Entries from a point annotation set
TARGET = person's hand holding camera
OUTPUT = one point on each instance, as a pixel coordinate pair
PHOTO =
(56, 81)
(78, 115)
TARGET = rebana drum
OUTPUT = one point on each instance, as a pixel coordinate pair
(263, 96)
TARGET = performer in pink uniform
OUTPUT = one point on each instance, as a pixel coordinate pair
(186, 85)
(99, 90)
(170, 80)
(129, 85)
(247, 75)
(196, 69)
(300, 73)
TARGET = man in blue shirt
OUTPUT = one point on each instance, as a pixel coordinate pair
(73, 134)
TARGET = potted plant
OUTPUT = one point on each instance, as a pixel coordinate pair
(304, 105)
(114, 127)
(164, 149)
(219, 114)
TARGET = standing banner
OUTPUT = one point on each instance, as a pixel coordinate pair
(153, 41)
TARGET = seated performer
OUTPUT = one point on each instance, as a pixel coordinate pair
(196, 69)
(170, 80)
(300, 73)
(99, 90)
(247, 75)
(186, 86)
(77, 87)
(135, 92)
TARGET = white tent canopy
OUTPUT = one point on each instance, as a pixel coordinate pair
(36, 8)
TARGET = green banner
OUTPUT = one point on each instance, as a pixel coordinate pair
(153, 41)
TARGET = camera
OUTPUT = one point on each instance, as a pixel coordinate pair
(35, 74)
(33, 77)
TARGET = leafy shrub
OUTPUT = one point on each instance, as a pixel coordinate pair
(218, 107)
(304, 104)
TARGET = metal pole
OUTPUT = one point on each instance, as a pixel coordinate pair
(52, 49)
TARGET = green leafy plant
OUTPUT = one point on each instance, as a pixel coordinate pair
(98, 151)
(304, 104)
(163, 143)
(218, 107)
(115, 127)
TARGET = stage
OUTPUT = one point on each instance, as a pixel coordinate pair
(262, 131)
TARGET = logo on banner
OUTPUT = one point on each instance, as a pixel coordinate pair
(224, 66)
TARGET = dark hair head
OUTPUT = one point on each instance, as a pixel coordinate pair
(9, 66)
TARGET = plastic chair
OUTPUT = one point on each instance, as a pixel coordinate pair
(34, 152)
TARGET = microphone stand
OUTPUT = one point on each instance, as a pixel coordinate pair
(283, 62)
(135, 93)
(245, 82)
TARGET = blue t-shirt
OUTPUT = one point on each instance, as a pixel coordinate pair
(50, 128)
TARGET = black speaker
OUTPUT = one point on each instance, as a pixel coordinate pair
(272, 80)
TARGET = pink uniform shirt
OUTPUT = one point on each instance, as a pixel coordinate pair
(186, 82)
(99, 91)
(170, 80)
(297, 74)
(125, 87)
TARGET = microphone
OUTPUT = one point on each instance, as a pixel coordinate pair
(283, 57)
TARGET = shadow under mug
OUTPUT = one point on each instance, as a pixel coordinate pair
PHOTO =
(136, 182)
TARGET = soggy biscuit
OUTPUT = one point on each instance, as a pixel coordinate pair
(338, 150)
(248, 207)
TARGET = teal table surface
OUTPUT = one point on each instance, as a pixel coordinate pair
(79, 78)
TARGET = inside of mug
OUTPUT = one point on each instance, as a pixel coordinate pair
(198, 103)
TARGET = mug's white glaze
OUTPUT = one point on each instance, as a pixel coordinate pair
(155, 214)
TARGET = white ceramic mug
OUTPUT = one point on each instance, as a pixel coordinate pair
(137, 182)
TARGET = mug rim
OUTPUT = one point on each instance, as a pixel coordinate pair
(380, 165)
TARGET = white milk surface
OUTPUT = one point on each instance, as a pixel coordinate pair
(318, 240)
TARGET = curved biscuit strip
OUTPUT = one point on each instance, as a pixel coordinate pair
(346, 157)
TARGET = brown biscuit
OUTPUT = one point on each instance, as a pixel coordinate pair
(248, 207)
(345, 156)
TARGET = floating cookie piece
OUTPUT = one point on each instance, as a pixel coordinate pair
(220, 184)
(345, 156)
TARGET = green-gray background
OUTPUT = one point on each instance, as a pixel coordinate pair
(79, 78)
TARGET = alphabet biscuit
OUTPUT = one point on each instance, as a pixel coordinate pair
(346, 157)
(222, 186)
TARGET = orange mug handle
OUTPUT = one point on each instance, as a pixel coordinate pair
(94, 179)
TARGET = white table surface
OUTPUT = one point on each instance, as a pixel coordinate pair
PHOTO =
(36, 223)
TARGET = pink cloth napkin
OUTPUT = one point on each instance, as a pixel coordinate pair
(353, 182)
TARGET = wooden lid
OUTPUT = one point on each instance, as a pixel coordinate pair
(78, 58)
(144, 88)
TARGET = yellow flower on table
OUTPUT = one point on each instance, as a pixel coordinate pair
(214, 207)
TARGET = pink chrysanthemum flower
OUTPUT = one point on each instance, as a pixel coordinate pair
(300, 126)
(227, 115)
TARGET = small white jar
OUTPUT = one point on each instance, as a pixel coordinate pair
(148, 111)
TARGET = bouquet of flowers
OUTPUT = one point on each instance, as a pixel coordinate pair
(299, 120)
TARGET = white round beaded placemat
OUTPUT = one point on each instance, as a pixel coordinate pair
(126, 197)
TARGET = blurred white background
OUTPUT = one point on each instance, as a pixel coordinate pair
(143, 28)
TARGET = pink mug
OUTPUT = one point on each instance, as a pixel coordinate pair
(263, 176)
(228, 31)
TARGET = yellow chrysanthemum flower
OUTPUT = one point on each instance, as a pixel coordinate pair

> Given exercise: Copy every one of the rows above verbatim, without altering any character.

> Solution for this problem:
TARGET = person's hand holding camera
OUTPUT = one point on each instance, as a pixel coordinate pair
PHOTO =
(56, 81)
(78, 115)
TARGET = rebana drum
OUTPUT = one point on each instance, as a pixel coordinate pair
(263, 96)
TARGET = performer in pink uniform
OUTPUT = one point on each instance, as a pixel coordinate pair
(186, 85)
(99, 90)
(170, 80)
(129, 85)
(247, 75)
(196, 69)
(300, 73)
TARGET = man in blue shirt
OUTPUT = one point on each instance, as a pixel coordinate pair
(73, 134)
TARGET = potted plant
OUTPUT = one point on each instance, as a pixel coordinate pair
(304, 105)
(114, 127)
(164, 149)
(219, 114)
TARGET = standing banner
OUTPUT = one point on each instance, as a pixel coordinate pair
(153, 41)
TARGET = seated performer
OUTPUT = one point on each instance, as a pixel coordinate pair
(196, 69)
(170, 80)
(300, 73)
(99, 90)
(247, 75)
(186, 86)
(77, 87)
(135, 92)
TARGET = white tent canopy
OUTPUT = one point on each instance, as a pixel coordinate pair
(36, 8)
TARGET = green banner
OUTPUT = one point on each instance, as a pixel coordinate pair
(153, 41)
TARGET = camera
OUTPUT = one point on each instance, as a pixel coordinate pair
(35, 74)
(33, 77)
TARGET = leafy shrub
OUTPUT = one point on each instance, as a pixel coordinate pair
(218, 107)
(304, 104)
TARGET = metal pole
OUTPUT = one point on each instance, as a pixel coordinate pair
(52, 49)
TARGET = green leafy plant
OUTPUT = one point on each instance, as a pixel coordinate pair
(98, 151)
(304, 104)
(163, 143)
(218, 107)
(115, 127)
TARGET = stage
OUTPUT = one point on each instance, as a pixel coordinate pair
(262, 131)
TARGET = logo on banner
OUTPUT = one point on each instance, as a pixel coordinate pair
(224, 66)
TARGET = dark hair head
OUTPUT = one point on each instance, as a pixel coordinate pair
(9, 66)
TARGET = plastic chair
OUTPUT = one point on each instance, as a pixel coordinate pair
(34, 152)
TARGET = microphone stand
OUTPUT = one point on each instance, as a pixel coordinate pair
(283, 62)
(135, 93)
(245, 82)
TARGET = blue t-shirt
OUTPUT = one point on each instance, as a pixel coordinate pair
(50, 128)
TARGET = black speaker
OUTPUT = one point on each instance, as a pixel coordinate pair
(272, 80)
TARGET = pink uniform shirt
OUTPUT = one point on each instance, as a pixel coordinate pair
(186, 82)
(99, 91)
(170, 80)
(297, 74)
(125, 87)
TARGET = microphone
OUTPUT = one point on each instance, as a pixel coordinate pair
(283, 57)
TARGET = shadow under mug
OUTPUT = one point on each instance, as a pixel coordinate pair
PHOTO =
(136, 182)
TARGET = soggy biscuit
OUTPUT = one point on each instance, as a pixel coordinate pair
(338, 150)
(248, 207)
TARGET = teal table surface
OUTPUT = one point on each instance, as a pixel coordinate pair
(79, 78)
TARGET = inside of mug
OUTPUT = one point on each instance, as a pixel coordinate pair
(198, 103)
TARGET = mug's white glaze
OUTPUT = one point on each instance, as a pixel coordinate pair
(155, 214)
TARGET = white ceramic mug
OUTPUT = one point on each instance, as a pixel coordinate pair
(137, 182)
TARGET = mug rim
OUTPUT = one point on each instance, as a pixel coordinate pair
(380, 165)
TARGET = white milk surface
OUTPUT = one point on each instance, as a pixel coordinate pair
(318, 240)
TARGET = curved biscuit strip
OUTPUT = one point on each instance, as a pixel coordinate pair
(346, 157)
TARGET = brown biscuit
OUTPUT = one point on each instance, as a pixel coordinate pair
(248, 207)
(345, 156)
TARGET = floating cookie piece
OUTPUT = one point on each instance, as a pixel coordinate pair
(220, 184)
(345, 156)
TARGET = green-gray background
OUTPUT = one point on each instance, as a pixel coordinate pair
(79, 78)
TARGET = alphabet biscuit
OUTPUT = one point on each instance, as a pixel coordinate pair
(346, 157)
(222, 186)
TARGET = orange mug handle
OUTPUT = one point on each instance, as a pixel coordinate pair
(94, 179)
TARGET = white table surface
OUTPUT = one point on each instance, as a pixel coordinate pair
PHOTO =
(36, 223)
TARGET = pink cloth napkin
OUTPUT = one point on each instance, as a pixel coordinate pair
(353, 182)
TARGET = wooden lid
OUTPUT = one point on each instance, as a pixel coordinate pair
(78, 58)
(144, 88)
TARGET = yellow flower on table
OUTPUT = one point on each instance, as a pixel coordinate pair
(214, 207)
TARGET = pink chrysanthemum flower
OUTPUT = one point on each instance, as a pixel coordinate pair
(300, 126)
(227, 115)
TARGET = small white jar
OUTPUT = one point on each instance, as a pixel coordinate pair
(148, 111)
TARGET = bouquet of flowers
OUTPUT = one point on each instance, as a pixel coordinate pair
(299, 120)
TARGET = white round beaded placemat
OUTPUT = one point on each instance, as a pixel coordinate pair
(126, 197)
TARGET = blurred white background
OUTPUT = one point on each instance, as a pixel coordinate pair
(143, 28)
TARGET = pink mug
OUTPUT = one point on each instance, as a pixel coordinate pair
(263, 176)
(228, 31)
TARGET = yellow chrysanthemum flower
OUTPUT = one point on each instance, as a pixel coordinate pair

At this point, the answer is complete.